North Carolina’s January Session Lasted Less Than Three Hours. Here’s What Got Accomplished.

Senate President Pro Tempore Phil Berger, at the podium. (Image via screenshot)

By Kimberly Lawson

January 16, 2020

Senate Democrats managed to uphold the governor’s veto on bills related to teachers’ raises and regulations reform. Then Republicans canceled a vote on the state budget.

On Thursday, North Carolina Gov. Roy Cooper signed legislation that would secure an additional $2.4 million in scholarships for children whose parents were injured or killed while serving in the military. “Increasing the amount of these scholarships is the right thing to do,” Cooper said in a statement.

The bill was approved unanimously by the Republican-majority state legislature on Tuesday. In fact, it was the only thing lawmakers were able to accomplish when they reconvened this week for the last stretch of 2019’s long legislative session.

● Dataset records

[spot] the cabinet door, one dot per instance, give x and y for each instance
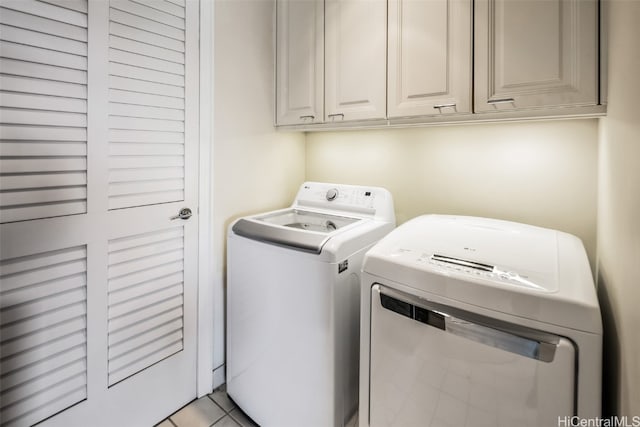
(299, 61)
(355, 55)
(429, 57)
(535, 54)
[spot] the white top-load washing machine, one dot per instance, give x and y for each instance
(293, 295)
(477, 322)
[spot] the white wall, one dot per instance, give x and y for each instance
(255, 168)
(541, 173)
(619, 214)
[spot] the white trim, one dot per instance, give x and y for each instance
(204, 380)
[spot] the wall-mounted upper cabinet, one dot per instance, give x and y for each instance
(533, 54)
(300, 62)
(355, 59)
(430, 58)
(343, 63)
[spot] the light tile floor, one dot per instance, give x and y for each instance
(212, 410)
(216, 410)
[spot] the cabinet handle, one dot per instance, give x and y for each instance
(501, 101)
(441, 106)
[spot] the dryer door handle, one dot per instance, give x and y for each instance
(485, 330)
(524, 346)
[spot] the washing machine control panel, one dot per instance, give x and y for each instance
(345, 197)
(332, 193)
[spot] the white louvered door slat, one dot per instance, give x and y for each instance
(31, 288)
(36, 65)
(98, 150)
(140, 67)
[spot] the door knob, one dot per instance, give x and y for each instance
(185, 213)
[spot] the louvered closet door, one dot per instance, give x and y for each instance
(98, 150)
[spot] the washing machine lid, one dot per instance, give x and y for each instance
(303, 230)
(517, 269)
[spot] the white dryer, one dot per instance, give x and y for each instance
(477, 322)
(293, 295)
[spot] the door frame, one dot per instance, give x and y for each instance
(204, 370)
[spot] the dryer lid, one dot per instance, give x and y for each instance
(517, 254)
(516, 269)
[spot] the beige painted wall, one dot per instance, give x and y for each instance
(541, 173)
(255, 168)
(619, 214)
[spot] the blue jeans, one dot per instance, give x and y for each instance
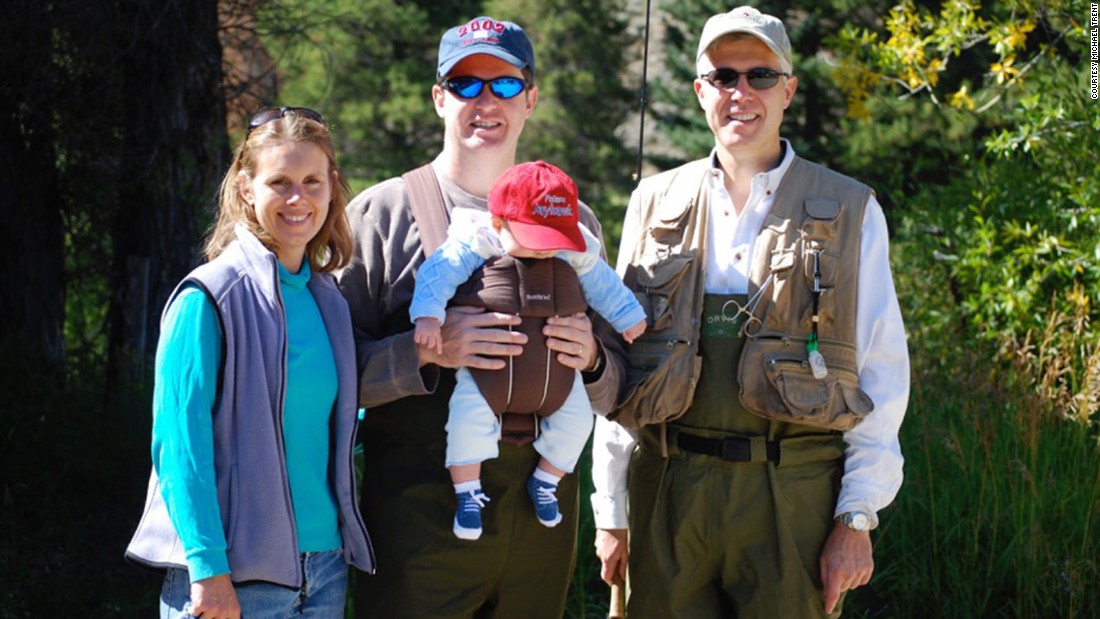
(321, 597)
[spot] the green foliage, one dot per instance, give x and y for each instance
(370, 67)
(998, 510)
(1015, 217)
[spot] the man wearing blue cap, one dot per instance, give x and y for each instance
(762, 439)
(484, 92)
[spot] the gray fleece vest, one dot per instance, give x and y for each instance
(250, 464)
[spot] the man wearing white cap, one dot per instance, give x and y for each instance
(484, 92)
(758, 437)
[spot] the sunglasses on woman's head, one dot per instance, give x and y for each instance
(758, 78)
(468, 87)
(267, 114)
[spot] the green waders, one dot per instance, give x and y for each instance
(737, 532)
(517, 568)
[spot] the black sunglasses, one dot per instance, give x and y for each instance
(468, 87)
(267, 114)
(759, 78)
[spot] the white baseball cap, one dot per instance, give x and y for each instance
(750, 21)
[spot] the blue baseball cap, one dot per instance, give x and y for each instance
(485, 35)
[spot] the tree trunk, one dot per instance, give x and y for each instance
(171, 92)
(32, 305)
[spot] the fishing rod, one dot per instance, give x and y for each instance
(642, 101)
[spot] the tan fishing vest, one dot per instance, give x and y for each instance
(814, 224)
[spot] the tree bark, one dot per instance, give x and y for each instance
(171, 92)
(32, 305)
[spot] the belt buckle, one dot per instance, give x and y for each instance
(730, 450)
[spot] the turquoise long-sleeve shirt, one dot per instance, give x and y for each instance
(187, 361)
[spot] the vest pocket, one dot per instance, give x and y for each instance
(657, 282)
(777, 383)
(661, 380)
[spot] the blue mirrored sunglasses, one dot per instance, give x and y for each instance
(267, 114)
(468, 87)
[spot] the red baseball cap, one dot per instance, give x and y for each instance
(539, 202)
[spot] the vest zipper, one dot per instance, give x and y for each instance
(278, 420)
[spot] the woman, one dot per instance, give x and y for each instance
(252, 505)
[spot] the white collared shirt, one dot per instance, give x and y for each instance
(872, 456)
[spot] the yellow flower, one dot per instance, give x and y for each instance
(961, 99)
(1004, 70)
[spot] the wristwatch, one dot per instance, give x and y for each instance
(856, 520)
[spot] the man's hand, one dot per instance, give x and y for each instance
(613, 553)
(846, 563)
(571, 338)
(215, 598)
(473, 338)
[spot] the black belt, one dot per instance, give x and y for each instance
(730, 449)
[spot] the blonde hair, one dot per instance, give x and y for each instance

● Description of the task
Copy the part of the North Carolina session article above between "By Kimberly Lawson" and "in a statement.", inclusive, swapping "Thursday" for "Friday".

● Written response
By Kimberly Lawson

January 16, 2020

Senate Democrats managed to uphold the governor’s veto on bills related to teachers’ raises and regulations reform. Then Republicans canceled a vote on the state budget.

On Friday, North Carolina Gov. Roy Cooper signed legislation that would secure an additional $2.4 million in scholarships for children whose parents were injured or killed while serving in the military. “Increasing the amount of these scholarships is the right thing to do,” Cooper said in a statement.